SELECTED PASSAGE >>
====
We live in a great high-tech world! It is now possible for experts to give presentations to remote groups without traveling. Newsletter reader Dick Cleaveland recently did just that: he gave a presentation to a genealogy group that was located many miles away. He used a combination of Skype and LogMeIn.
The readers of your newsletter might be interested to know that I recently gave a presentation to a meeting of the Roots Users Group of Arlington, VA. Given that I have been an active member for several years, that, in itself, is not particularly surprising. The punch line is that I gave it from my summer home on the shores of the Atlantic, many miles away from the meeting place.
Presentations at the RUG meetings are normally given with a computer-projector setup for illustrations. In this case I logged on to the computer from my laptop at the beach and took over its control, using a remote operation program called LogMeIn. This was accompanied by voice transmitted between the computers using Skype, an internet telephone system that has computer-to-computer capabilities. Both of these services are completely free (although there are some costs for added capabilities that we didn't need).
I had full control of the computer; I could bring up illustrations, read email, search the web and so forth. On my machine at the beach, I saw a complete copy of the RUG computer's screen. The only hitch was that my copy of the screen lagged the other by about a second if there was a change to a significant part of the screen, such as when a new program was brought up. The subject at hand was how to find sources of information about The Master Genealogist (TMG). I demonstrated how to sign up for and read RootsWeb mailing list messages as well as how to search the mailing list database; how to access the Wholly Genes website forum; how to find and use the two major TMG tips web sites (run by Lee Hoffman and Terry Reigel); and illustrated the features of the RUG web site. As an added bonus I called up the podcast of your interview with Bob Velke and let it run for a few minutes. I could get questions from the floor over the Skype connection. For the first minute or so of introduction, we used webcams at both ends so that they could see me and I could see the audience, but since that hook-up was incompatible with the remote computer operation, it was only used for a short time.
====
WHAT YOU WILL DO >>
1. Do these statements agree with the remote presentation text? (a) The presentation was given to the Roots Users Group of Arlington, VA. (b) The presenter paid to use LogMeIn and Skype. (c) Webcams were used for the entire presentation. Answer yes or no for each, and quote the deciding words.
2. Which people does the remote presentation text name?
3. Proceed with the remote presentation text from the point where it stops.
The rows that follow come from a separate source.
====
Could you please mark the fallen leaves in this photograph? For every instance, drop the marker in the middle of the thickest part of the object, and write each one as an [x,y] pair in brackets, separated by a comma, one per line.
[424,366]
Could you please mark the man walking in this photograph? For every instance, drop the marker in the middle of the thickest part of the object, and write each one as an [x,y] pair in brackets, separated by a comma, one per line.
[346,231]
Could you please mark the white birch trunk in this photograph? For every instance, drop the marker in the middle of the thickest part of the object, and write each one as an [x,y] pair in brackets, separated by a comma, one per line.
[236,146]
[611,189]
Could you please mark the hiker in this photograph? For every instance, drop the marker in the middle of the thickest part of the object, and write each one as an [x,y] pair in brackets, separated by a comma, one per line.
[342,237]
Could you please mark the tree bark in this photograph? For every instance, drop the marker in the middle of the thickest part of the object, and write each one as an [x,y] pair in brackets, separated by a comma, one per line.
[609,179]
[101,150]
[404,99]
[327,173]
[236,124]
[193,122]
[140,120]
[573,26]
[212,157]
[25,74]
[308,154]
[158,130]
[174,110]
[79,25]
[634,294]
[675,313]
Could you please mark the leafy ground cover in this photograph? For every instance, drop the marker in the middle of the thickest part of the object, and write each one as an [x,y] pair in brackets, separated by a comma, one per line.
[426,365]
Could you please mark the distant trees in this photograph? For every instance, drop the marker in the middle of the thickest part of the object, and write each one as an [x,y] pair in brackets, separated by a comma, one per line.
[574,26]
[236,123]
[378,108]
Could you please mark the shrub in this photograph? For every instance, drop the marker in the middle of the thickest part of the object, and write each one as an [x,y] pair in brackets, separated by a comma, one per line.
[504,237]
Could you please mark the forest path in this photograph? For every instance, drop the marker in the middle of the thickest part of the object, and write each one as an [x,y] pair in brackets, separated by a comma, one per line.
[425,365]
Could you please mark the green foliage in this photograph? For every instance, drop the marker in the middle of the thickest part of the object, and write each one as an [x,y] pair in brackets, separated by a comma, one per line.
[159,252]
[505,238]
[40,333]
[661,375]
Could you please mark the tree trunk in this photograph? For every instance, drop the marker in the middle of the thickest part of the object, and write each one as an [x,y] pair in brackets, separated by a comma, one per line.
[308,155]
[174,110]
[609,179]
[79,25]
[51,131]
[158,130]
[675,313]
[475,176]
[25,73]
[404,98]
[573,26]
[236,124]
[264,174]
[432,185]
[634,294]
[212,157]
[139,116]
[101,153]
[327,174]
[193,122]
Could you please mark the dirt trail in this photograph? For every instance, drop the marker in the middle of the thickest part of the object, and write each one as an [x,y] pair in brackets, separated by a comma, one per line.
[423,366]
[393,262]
====
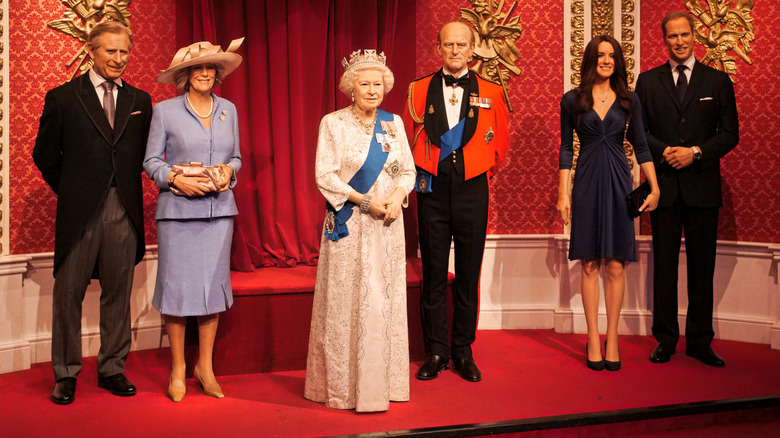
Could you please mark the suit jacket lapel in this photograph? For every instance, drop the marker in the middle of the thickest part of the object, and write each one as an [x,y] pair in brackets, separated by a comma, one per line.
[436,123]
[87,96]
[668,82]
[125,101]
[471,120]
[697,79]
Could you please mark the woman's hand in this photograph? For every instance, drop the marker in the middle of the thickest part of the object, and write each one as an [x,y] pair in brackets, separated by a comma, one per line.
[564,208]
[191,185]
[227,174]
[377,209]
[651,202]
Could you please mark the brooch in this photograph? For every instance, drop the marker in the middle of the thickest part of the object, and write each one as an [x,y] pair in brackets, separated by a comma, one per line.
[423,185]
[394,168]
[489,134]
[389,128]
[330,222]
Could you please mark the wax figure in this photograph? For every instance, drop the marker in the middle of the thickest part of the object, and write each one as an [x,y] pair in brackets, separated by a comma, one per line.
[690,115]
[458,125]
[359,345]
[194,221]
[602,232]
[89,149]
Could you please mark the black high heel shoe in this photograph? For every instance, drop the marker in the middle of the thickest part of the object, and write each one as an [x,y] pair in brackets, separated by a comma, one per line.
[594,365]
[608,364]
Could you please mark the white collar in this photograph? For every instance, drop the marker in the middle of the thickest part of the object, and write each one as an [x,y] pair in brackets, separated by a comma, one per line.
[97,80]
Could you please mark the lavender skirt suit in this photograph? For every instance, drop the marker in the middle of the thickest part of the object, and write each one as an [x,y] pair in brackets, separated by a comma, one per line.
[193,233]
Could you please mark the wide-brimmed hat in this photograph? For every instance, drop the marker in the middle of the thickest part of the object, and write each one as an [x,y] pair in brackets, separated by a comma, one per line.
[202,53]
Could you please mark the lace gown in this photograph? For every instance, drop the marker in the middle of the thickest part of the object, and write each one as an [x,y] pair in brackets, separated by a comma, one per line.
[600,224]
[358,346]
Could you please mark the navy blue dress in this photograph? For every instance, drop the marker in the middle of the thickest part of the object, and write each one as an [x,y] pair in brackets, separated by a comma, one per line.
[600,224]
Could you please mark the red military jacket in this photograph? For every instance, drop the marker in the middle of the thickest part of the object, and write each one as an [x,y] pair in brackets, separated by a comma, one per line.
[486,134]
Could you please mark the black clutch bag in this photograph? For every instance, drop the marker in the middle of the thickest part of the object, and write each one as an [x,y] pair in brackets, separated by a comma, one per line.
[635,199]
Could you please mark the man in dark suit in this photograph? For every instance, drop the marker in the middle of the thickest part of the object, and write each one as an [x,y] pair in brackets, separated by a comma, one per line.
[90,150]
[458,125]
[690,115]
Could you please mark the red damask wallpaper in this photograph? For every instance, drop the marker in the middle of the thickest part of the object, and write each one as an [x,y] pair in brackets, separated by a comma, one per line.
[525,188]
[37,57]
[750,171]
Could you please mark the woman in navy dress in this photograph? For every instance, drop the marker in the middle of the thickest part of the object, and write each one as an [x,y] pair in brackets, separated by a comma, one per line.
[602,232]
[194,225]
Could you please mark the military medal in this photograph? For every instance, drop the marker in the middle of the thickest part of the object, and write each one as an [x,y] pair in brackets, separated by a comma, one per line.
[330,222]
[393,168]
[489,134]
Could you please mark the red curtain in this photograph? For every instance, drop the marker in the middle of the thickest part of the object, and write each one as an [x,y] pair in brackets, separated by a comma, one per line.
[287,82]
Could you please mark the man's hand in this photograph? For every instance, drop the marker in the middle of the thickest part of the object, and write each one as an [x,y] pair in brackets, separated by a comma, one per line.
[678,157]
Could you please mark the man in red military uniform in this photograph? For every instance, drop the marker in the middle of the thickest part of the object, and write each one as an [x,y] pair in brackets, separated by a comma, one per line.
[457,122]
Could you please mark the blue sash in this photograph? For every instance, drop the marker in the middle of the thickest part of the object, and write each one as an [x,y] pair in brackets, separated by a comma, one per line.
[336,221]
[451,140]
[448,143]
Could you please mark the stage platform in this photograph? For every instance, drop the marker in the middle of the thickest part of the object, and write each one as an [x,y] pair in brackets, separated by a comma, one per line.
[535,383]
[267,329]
====
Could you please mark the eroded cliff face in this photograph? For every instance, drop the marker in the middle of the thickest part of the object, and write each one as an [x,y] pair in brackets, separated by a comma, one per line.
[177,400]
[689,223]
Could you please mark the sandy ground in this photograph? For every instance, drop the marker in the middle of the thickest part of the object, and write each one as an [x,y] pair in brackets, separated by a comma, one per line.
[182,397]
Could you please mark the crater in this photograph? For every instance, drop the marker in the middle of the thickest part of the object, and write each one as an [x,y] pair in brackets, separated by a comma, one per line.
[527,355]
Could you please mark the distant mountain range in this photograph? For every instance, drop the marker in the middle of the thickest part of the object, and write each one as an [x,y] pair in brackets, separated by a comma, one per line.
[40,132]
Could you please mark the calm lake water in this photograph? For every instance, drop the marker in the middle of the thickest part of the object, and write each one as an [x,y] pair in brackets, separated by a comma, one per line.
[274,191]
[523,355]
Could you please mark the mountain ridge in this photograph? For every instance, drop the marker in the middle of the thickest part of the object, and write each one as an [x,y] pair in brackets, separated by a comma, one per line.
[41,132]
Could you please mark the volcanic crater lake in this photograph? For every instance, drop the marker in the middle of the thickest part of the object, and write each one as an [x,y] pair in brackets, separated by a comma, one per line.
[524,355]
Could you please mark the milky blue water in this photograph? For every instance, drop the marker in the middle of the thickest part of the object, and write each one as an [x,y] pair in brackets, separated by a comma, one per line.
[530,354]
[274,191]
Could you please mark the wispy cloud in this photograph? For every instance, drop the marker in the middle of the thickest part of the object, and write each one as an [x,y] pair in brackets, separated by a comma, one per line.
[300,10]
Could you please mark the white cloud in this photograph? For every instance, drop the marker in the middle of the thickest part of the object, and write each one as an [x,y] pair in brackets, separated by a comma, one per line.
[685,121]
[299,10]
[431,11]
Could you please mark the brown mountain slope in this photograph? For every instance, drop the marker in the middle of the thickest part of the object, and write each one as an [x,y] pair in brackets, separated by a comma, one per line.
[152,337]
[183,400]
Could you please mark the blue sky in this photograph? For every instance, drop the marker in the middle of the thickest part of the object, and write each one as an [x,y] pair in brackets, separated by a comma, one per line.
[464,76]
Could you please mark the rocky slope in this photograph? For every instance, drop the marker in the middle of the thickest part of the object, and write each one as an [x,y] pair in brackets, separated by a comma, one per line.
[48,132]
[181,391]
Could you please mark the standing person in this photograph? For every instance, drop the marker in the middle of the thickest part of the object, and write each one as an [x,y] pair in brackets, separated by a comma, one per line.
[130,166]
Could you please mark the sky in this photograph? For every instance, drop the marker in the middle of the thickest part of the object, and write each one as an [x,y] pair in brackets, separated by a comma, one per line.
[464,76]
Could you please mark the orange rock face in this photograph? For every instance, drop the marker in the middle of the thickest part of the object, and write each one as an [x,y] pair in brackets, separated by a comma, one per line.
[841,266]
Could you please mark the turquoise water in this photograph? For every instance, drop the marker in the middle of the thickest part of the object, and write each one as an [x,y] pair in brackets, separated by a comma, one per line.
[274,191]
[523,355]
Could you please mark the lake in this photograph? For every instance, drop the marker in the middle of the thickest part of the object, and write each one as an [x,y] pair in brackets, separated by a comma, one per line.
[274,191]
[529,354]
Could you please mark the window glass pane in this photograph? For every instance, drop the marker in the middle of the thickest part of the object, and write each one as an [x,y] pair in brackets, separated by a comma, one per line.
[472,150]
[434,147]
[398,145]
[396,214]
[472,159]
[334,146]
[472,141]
====
TASK-BY-TASK RESULTS >>
1.
(a) Yes: "I recently gave a presentation to a meeting of the Roots Users Group of Arlington, VA."
(b) No: "Both of these services are completely free"
(c) No: "it was only used for a short time."

2. Dick Cleaveland, Lee Hoffman, Terry Reigel, Bob Velke

3.
An added feature is that the sessions can be recorded (voice only at the present) and could be posted on our web site for podcasting. Unfortunately, I forgot to start the recording for this session, so the practicability of this aspect remains to be proven. The recording program is a Skype add-on which does require purchase.
Although in itself it could be viewed as an interesting and successful experiment, the technique opens the door to a great number of possibilities. RUG has well over 500 members world-wide, but our presentations have been limited to the relatively few in the Arlington area. With the remote-control computing we could have presentations done by any of our members, regardless of location.
As a sidelight, it's also worth mentioning that the meetings of our Executive Committee are now held using the conference call capabilities of Skype, allowing the members to remain at home during the meeting, avoiding the need to travel. And I can attend from my residence in Delaware!
Thanks for the report, Dick.
Is this the wave of the future? Given ever-increasing travel expenses and inconveniences, coupled with the ever-decreasing costs of technology, will we see more and more "virtual meetings?" In fact, we now can hold meetings and seminars in a manner not possible only a few years ago. Dick Cleaveland and the Roots Users Group of Arlington did so by using all free software with no toll calls involved.